Short problem 1
In the listing, echo back every line from the one containing "wall and produce a box around each occurrence." through the one containing "[214,125,301,229]", with both of those lines included.
Short problem 2
Write what comes next in the piece on Kentucky tax dollars and the Noah's Ark theme park, starting from the point where it ends.

Text provided
=-=-=-=-=
Curious, I wanted to know where the 4.5% of my tax dollars once used for education was going. If I'm spending 6% on Kentucky's internet tax on top of an additional 6% every time I go to the grocery store, plus a generous handout I'm giving Uncle Sam out of every pay check and the handsome 10% that just came out of my 401K plan on cash out with the additional and variable 10-to-20% I'm looking at next year with that one loan I took out from it, then I'd like to know where that money is going.
How about we play a little guessing game?
Did the 4.5% of my taxes I worked ever so hard for go to:
c.) Food Stamps
d.) A giant, float-less boat in the middle of nowhere
If you answered a, b or c, *BUZZ* Oh I'm so, so very sorry. You must have been a caring, compassionate person, and therefore incapable of spending Kentucky's budget correctly. Or as they say “round these parts” a bleeding heart liberal.
If you answered “d” *DING DING DING* Winner winner, Kentucky Fried in Lard Chicken dinner with a side order of diabetes tea! You chose a float-less boat in the middle of nowhere! Now that's the spirit! Who needs to waste money on science and history books, when you can have a giant boat incapable of surviving a light rain, let alone a ferry ride across a small pond!
Yes folks, the 4.5% of my taxes that used to be allotted for universities and school programs has now been squandered on a life-sized replica of Noah's Ark, currently grounded in Williamstown, and is set to open as a for-profit theme park this July.
While Bevin is taking credit for the idea, he was not alone in making this float-less boat a reality.
The $92 million dollar park was actually supposed to open in 2014 with help from our states Creation Museum, which teaches people that science is “garbage” and “fake” and that their misunderstanding of the repeatedly man-edited, King James edition of the Bible is the only “true” book of history, denouncing even other translations of the Bible as “fakes” as they demand (and this is not a joke) $30 per adult to tour the museum and have a total stranger preach to you. Kids ages five and up can get in for $16 a head, while baptized babies are free.
=-=-=-=-=
Available records
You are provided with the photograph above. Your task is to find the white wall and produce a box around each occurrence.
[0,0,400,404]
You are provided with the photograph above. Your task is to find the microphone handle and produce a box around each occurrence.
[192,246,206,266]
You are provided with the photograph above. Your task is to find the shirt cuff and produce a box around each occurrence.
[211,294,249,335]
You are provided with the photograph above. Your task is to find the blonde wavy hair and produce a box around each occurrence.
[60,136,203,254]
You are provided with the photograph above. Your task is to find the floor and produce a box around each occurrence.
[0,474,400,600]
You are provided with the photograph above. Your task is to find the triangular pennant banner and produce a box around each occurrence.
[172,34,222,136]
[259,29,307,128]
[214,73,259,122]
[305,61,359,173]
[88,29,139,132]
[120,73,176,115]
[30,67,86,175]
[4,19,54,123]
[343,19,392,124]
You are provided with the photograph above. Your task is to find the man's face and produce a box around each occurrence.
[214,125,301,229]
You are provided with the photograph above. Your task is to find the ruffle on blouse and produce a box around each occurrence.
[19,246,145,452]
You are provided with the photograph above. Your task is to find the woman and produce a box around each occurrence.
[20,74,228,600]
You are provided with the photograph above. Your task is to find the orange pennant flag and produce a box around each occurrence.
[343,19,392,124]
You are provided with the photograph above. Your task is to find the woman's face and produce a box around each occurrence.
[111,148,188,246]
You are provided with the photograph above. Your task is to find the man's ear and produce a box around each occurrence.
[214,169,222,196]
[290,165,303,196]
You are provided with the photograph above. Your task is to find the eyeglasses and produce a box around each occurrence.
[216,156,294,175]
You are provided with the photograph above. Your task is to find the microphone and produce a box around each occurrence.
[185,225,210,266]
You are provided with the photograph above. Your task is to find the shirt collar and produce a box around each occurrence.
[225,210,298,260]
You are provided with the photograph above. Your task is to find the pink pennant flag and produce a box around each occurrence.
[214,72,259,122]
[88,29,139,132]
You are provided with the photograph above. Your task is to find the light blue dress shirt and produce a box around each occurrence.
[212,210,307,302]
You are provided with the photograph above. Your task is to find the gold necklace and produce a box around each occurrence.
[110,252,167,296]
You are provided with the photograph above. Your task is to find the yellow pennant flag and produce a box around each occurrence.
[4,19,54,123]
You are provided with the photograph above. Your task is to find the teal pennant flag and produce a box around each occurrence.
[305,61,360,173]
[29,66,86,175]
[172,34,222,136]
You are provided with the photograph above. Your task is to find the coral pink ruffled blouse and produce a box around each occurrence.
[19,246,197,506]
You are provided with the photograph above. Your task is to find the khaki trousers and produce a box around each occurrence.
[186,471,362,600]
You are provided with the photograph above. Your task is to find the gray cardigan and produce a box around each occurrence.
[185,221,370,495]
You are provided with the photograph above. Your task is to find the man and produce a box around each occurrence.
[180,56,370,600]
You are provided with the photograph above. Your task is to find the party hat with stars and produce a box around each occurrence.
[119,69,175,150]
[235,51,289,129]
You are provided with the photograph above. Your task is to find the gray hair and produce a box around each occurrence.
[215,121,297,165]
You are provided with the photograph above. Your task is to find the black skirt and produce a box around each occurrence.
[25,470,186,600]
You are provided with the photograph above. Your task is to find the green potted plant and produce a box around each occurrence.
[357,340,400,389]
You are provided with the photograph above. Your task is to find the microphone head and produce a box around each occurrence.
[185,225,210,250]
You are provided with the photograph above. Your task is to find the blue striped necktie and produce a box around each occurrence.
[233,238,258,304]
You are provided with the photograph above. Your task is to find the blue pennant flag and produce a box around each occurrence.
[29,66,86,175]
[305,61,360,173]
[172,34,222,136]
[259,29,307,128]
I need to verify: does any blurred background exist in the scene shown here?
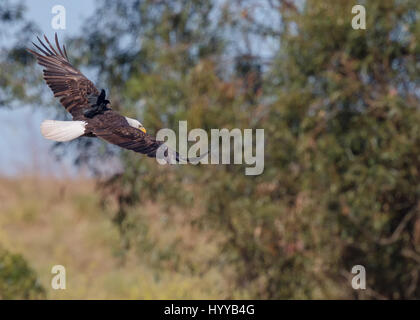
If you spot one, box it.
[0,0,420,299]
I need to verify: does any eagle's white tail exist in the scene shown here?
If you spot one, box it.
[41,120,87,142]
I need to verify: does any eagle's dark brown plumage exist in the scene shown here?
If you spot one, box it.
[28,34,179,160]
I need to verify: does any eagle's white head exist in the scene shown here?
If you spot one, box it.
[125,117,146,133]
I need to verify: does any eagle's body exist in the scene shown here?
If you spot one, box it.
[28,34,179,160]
=-=-=-=-=
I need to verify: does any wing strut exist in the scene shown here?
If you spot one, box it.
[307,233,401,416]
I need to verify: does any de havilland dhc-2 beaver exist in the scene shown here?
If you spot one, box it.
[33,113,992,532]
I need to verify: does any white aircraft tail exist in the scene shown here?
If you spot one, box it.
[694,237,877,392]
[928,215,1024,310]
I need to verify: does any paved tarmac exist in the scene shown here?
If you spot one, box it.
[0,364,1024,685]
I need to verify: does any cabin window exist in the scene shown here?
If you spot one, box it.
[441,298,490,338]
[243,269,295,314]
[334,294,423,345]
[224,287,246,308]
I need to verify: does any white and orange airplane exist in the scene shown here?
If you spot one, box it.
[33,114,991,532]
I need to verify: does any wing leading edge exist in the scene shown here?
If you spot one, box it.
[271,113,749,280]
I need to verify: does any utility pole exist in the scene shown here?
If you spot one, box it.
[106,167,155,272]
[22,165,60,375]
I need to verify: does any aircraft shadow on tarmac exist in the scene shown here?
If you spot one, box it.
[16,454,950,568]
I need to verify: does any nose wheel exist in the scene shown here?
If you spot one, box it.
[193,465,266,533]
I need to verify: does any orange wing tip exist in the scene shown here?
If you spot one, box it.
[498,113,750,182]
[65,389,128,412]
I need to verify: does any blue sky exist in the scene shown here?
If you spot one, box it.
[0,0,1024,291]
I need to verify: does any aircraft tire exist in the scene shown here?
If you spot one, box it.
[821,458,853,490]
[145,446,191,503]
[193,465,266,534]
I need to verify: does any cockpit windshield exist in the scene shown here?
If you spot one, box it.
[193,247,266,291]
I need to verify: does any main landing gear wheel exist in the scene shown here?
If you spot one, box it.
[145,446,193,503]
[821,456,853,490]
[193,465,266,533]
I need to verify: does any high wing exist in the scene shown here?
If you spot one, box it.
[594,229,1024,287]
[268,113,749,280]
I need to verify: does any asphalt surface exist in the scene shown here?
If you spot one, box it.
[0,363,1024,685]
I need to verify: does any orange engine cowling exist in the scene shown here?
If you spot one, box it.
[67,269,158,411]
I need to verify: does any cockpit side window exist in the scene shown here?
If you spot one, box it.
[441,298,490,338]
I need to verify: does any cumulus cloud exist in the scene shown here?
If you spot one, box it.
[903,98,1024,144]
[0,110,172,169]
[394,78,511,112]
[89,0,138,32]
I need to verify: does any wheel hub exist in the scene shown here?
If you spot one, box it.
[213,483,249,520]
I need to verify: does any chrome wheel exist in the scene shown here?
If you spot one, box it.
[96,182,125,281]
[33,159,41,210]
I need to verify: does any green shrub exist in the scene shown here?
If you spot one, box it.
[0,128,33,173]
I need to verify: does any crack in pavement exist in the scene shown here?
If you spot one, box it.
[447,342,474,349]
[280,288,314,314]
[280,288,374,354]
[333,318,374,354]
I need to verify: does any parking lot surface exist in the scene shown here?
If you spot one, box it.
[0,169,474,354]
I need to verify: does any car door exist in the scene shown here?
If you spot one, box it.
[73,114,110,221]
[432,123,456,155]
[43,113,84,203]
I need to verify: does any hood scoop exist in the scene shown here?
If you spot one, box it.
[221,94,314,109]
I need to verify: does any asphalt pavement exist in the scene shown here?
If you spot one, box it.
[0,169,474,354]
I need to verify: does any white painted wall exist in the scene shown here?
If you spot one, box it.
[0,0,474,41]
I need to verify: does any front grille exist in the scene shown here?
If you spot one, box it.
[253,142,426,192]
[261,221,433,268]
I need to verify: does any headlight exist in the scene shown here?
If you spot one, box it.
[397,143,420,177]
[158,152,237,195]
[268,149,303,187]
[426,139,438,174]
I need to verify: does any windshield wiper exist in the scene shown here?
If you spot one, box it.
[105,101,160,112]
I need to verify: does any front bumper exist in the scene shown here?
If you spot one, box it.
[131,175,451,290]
=-=-=-=-=
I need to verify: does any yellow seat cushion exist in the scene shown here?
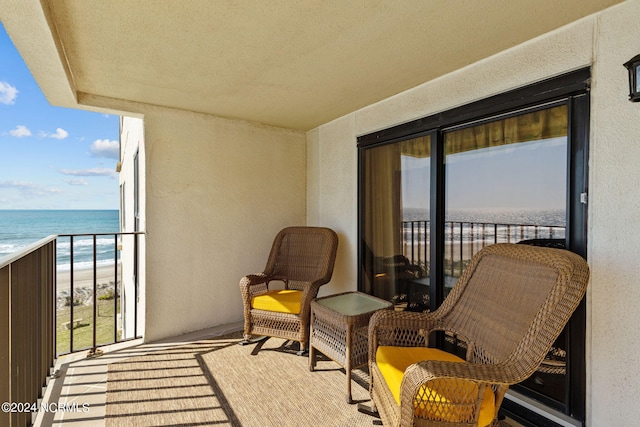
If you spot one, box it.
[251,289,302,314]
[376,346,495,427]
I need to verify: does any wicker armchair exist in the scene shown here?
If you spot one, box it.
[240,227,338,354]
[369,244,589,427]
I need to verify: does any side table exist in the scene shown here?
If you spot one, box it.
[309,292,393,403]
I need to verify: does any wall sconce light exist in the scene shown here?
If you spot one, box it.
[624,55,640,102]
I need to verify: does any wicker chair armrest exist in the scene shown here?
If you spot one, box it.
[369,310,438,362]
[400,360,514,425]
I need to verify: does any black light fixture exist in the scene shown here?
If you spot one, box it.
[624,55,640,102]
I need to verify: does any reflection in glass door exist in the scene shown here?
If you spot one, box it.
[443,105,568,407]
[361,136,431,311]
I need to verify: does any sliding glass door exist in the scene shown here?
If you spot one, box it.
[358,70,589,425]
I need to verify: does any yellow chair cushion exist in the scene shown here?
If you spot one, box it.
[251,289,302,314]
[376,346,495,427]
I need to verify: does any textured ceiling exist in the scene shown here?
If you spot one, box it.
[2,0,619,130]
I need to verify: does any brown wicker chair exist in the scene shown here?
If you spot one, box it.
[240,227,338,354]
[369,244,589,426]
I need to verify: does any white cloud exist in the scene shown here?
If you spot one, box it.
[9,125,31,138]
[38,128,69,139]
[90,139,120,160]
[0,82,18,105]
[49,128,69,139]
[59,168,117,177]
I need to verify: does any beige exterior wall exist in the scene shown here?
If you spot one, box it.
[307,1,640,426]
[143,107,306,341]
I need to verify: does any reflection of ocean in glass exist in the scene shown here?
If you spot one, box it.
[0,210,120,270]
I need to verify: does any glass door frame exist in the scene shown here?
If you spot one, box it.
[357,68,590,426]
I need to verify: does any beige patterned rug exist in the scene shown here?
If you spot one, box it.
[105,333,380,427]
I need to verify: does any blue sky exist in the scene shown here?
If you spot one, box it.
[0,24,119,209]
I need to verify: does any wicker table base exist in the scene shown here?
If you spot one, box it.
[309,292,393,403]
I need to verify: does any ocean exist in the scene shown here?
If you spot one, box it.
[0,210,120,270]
=-=-=-=-=
Reply 1
You are provided with the photograph above. Your task is to find the white wall and produce a box around each occurrence.
[0,0,400,404]
You are provided with the photograph above. Your task is to find the microphone handle and produce a box around each occurrence.
[192,246,206,266]
You are provided with the photograph above. Your task is to find the shirt cuff and produce a box around each occurrence.
[211,294,249,335]
You are provided with the photograph above. Your task is to find the blonde wavy hair and produce a box around each occurrence.
[60,136,203,254]
You are provided with the photograph above. Your task is to find the floor and produce a box around each occurrence.
[0,474,400,600]
You are provided with the photograph above. Your task is to find the triangular pennant banner and produce a box around each occurrence.
[172,34,222,136]
[259,29,307,128]
[214,73,259,122]
[305,61,359,173]
[88,29,139,132]
[120,73,176,115]
[30,67,86,175]
[4,19,54,123]
[343,19,392,124]
You are provided with the photograph above. Your task is to find the man's face and produce a box around each occurrence.
[214,125,301,229]

Reply 2
What halted progress for these last two years was that pesky old United States Constitution, which prohibits the state from granting funds to a religious production on this scale, that meandering “Separation of Church and State” that soulless-ginger Thomas Jefferson wanted enacted, and that silly old Civil Rights Act of 1964 which prohibits an institution such as this from denying non-Christians work. Denying a man work based off of religion unconstitutional?? How dare that government step in, why that's as American as the Jewish Middle Eastern man hanging crucified and dead on my China-made Jesus pendant I got at the Walmart!
Well thankfully, US. District Judge Greg Van Tatenhove doesn't believe in all that liberty junk, as he upheld the decision to cut our childrens' education funds and use state tax dollars to make this float-less Ark possible.
Aside from the $92 million already sunk into Noah's Amusement Ark, a mouth-drying $18 million is coming from the state extra, plus $11 million dollars has been eked out to rip up the local flora and fauna, creating an additional highway road on Interstate I-75 to provide faster access to the float-less boat.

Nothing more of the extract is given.